*Your assignment*.
Once every line in the data that follows has been checked for the word "form", give only the number of lines that hold it.

*Extracted records*.
- Opening Delimiter -

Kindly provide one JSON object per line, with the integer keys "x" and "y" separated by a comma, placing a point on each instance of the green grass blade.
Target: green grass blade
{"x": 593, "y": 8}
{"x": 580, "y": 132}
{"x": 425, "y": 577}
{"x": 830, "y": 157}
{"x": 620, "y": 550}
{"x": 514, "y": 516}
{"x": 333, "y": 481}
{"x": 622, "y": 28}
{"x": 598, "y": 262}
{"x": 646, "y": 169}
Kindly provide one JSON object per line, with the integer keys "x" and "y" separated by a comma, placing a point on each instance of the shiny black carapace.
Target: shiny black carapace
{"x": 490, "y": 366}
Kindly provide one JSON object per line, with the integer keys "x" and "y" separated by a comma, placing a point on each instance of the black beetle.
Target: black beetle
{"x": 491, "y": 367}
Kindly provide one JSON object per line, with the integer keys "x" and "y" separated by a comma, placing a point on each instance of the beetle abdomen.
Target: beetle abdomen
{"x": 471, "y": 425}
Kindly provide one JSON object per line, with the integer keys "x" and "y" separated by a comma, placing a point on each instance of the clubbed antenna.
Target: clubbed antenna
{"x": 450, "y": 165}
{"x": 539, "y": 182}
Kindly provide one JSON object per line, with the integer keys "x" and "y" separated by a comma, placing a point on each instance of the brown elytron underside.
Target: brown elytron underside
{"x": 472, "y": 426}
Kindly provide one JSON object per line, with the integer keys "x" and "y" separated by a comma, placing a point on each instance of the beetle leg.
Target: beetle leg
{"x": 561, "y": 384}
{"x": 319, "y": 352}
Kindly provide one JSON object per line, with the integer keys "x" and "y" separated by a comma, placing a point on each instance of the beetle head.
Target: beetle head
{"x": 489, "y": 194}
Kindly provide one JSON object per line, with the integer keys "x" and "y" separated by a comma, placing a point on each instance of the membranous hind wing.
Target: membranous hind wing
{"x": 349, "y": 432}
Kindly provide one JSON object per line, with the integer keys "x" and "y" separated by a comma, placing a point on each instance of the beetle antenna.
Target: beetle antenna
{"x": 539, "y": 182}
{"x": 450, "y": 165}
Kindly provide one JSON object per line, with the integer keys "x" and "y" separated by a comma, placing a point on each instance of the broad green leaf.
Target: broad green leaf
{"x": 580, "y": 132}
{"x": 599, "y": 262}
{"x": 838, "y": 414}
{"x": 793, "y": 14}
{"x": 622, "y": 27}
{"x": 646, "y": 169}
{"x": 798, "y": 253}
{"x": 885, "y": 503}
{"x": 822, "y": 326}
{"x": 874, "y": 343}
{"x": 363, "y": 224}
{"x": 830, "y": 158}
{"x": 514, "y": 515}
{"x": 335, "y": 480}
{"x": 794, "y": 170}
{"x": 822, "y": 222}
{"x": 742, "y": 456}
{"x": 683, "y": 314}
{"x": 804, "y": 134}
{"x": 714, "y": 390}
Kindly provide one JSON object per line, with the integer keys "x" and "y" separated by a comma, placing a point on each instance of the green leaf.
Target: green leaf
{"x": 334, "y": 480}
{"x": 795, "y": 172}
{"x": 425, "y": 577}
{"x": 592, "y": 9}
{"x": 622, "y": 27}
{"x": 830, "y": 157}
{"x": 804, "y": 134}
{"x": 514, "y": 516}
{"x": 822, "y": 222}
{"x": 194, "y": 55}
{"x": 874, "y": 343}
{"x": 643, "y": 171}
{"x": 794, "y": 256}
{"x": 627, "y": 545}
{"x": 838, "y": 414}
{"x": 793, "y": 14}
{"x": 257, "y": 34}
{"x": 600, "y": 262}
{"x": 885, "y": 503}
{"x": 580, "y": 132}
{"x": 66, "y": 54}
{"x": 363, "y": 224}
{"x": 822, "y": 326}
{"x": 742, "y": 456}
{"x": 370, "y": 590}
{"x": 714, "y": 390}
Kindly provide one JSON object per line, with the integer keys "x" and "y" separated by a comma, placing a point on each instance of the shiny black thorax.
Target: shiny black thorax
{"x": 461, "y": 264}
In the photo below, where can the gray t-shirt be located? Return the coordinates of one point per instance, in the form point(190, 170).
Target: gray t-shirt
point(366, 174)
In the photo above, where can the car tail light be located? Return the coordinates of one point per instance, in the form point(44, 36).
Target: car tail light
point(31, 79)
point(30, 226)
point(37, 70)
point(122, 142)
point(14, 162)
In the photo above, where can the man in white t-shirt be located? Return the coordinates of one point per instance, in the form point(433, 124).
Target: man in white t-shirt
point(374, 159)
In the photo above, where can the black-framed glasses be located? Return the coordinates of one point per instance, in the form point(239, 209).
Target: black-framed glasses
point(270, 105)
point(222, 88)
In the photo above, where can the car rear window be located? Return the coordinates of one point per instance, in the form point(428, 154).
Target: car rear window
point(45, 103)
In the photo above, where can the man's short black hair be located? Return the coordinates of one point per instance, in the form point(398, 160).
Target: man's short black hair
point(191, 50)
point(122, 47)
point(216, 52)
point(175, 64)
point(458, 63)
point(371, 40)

- Closing Delimiter -

*Completed exercise*.
6